_About this task_. Please copy, with no word changed, only the run of lines that opens with the line containing "Identify every instance of the picnic" and closes with the last line below.

Region pointing data:
*** Block opens ***

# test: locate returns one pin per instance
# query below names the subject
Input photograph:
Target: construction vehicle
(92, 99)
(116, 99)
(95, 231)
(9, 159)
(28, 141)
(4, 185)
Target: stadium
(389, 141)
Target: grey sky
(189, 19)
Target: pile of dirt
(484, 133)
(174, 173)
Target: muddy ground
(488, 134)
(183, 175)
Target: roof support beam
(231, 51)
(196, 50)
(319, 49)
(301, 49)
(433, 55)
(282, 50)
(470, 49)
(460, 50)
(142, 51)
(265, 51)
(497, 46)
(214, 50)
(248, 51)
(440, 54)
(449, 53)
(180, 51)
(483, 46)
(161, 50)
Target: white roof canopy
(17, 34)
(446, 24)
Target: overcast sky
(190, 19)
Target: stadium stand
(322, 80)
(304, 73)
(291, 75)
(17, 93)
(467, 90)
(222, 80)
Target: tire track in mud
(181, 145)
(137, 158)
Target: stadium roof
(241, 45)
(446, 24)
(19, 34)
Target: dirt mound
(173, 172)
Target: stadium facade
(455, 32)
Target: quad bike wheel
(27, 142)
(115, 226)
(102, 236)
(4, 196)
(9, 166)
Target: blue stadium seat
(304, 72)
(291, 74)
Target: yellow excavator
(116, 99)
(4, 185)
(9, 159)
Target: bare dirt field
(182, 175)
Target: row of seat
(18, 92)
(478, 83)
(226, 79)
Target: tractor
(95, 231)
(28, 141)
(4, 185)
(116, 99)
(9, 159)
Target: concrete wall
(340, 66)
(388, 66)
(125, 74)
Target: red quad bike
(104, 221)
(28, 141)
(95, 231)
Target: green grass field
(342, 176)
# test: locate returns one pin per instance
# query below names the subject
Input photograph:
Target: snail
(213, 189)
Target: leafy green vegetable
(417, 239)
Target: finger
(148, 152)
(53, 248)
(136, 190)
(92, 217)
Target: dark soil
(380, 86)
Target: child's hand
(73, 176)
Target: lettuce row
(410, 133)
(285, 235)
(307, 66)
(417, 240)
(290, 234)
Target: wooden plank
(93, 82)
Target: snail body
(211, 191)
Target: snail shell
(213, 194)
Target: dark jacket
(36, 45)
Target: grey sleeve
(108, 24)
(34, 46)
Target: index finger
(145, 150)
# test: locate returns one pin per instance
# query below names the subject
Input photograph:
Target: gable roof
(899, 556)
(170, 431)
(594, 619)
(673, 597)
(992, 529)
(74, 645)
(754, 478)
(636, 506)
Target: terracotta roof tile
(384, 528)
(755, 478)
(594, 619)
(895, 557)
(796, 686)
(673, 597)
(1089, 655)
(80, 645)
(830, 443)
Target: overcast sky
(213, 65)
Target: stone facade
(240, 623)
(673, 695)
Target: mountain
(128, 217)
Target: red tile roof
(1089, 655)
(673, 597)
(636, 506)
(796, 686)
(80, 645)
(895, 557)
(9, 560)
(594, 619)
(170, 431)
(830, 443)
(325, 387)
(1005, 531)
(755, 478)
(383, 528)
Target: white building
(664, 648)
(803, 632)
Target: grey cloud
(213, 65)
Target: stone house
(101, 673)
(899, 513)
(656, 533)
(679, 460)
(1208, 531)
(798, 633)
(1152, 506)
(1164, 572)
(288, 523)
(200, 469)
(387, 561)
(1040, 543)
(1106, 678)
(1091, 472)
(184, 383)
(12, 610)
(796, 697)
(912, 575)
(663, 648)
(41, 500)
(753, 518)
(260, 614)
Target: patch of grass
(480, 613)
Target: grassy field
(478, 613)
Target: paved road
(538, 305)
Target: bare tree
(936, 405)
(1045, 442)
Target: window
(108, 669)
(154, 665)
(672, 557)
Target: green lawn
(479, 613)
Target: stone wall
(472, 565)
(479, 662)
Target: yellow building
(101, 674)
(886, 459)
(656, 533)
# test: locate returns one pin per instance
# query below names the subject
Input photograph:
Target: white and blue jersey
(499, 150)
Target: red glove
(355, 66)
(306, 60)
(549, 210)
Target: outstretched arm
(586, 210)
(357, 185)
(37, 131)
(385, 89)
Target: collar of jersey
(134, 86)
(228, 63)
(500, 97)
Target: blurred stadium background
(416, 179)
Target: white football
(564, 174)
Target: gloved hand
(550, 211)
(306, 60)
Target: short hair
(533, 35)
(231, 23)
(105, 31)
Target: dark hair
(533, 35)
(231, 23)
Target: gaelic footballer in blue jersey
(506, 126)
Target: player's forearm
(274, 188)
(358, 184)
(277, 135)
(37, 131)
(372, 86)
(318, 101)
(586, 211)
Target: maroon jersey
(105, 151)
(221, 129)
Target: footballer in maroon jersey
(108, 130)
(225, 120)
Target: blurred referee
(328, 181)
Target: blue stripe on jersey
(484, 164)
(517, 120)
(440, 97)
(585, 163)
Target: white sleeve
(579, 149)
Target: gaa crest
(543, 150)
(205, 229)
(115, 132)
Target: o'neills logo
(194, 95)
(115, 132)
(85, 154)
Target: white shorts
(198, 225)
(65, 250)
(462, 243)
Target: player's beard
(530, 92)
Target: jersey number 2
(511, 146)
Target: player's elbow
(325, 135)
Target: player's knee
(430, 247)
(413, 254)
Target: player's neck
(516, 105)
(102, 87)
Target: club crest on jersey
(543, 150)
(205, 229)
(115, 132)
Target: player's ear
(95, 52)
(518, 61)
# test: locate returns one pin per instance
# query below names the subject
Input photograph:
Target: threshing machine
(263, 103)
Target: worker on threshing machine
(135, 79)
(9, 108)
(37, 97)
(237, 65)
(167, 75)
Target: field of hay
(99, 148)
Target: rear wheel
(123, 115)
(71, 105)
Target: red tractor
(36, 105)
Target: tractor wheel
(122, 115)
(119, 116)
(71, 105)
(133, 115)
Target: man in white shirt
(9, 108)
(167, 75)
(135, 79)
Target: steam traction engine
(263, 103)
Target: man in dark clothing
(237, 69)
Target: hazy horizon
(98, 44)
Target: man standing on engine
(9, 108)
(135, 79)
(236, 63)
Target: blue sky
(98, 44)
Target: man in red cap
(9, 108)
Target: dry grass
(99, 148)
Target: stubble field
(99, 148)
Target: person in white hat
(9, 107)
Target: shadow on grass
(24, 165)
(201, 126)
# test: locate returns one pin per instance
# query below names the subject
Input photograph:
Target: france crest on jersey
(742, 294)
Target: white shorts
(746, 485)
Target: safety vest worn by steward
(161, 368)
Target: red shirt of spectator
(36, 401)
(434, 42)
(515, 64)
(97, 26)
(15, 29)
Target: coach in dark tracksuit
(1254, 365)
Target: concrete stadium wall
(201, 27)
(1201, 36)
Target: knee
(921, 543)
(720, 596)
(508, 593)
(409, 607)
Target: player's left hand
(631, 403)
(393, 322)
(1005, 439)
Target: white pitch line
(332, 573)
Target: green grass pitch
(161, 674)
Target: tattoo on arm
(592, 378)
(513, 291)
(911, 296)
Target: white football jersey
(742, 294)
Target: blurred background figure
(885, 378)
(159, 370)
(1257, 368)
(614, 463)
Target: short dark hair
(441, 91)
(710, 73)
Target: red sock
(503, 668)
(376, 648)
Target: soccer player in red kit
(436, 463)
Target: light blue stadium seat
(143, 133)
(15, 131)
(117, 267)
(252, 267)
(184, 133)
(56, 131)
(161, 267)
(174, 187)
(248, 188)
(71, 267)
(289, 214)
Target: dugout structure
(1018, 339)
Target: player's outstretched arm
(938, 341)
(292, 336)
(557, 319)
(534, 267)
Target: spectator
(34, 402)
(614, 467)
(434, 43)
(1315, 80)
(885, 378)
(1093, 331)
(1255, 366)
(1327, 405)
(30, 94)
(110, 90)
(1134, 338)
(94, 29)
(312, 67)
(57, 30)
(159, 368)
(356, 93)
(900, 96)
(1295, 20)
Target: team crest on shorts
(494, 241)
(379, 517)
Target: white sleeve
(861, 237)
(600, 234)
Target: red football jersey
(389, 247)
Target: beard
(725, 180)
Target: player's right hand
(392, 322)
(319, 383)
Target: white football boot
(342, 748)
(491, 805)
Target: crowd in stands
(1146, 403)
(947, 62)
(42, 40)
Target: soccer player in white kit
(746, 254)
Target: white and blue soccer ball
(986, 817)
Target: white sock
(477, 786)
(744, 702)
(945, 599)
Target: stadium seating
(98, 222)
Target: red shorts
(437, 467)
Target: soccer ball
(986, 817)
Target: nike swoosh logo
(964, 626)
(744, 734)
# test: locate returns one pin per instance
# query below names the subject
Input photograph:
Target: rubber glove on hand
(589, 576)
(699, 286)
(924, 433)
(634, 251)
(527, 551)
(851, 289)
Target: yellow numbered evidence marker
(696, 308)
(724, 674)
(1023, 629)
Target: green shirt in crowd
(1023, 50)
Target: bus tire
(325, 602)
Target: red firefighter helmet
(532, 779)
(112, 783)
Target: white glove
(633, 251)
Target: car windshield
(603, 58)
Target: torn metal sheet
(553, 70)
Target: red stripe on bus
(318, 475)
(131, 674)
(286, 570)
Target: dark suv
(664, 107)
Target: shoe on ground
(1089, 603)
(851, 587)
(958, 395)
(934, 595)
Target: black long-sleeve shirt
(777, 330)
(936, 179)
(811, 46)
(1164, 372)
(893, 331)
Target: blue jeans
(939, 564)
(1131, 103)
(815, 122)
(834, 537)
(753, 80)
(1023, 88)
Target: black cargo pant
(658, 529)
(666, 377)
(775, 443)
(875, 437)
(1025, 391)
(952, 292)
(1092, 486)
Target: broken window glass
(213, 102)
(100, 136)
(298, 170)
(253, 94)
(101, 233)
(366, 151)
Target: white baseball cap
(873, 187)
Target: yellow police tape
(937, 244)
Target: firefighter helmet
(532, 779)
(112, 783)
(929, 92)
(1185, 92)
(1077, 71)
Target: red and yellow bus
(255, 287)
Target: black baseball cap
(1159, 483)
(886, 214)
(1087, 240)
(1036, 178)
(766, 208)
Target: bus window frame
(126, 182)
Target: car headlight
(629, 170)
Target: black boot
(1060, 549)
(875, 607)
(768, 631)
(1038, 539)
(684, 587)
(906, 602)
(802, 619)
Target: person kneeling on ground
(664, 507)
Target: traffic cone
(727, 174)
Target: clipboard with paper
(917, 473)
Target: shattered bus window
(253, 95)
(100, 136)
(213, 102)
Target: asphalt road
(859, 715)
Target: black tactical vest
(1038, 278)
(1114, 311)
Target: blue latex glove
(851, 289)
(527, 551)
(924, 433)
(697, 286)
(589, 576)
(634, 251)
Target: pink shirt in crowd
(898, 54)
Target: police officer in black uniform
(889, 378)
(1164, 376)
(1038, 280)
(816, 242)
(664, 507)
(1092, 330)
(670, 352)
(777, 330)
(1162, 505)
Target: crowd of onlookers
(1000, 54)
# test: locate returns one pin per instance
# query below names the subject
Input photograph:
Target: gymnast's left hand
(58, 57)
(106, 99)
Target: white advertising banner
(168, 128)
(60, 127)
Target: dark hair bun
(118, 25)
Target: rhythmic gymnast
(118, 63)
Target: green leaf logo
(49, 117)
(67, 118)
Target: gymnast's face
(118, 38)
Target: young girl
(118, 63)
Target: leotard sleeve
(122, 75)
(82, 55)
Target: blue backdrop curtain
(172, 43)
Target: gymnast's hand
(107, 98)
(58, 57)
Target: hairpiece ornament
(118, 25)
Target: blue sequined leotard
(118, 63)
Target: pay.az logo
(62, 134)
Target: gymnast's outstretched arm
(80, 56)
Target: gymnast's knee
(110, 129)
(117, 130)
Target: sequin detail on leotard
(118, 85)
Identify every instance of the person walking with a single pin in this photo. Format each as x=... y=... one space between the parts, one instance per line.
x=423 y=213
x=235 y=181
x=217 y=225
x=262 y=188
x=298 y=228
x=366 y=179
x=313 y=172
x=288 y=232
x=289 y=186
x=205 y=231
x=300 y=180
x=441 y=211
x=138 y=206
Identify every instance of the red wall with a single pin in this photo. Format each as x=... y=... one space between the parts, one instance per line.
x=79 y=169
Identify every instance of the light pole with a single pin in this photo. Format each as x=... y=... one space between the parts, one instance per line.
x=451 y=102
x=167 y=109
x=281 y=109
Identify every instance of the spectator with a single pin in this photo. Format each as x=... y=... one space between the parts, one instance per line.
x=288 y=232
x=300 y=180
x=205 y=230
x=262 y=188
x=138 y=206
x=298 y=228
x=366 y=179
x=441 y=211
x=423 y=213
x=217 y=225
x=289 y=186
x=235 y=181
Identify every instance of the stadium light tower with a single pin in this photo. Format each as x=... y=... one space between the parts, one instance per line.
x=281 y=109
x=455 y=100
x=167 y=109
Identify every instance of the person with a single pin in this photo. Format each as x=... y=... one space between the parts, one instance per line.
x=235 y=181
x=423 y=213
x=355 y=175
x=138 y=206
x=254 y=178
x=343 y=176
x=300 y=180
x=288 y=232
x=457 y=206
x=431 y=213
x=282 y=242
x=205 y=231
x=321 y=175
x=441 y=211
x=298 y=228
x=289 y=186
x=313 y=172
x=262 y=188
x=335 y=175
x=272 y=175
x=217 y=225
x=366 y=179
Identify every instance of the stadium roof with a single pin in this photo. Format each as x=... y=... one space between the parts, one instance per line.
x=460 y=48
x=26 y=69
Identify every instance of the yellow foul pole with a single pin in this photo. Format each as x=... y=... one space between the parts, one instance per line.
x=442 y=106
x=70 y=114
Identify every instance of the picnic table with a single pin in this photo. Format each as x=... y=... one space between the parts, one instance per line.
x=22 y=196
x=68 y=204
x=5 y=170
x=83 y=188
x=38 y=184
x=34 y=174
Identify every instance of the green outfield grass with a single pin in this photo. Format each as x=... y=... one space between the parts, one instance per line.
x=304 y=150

*** Block closes ***

_Solution to the problem_.
Identify every instance of the picnic table with a single pin in this photo. Format each as x=... y=... one space between the parts, one instance per line.
x=22 y=196
x=68 y=204
x=5 y=170
x=83 y=188
x=38 y=184
x=34 y=174
Identify every instance of the green outfield grass with a single pin in this photo. Format each as x=... y=... one space between the parts, one instance per line.
x=304 y=150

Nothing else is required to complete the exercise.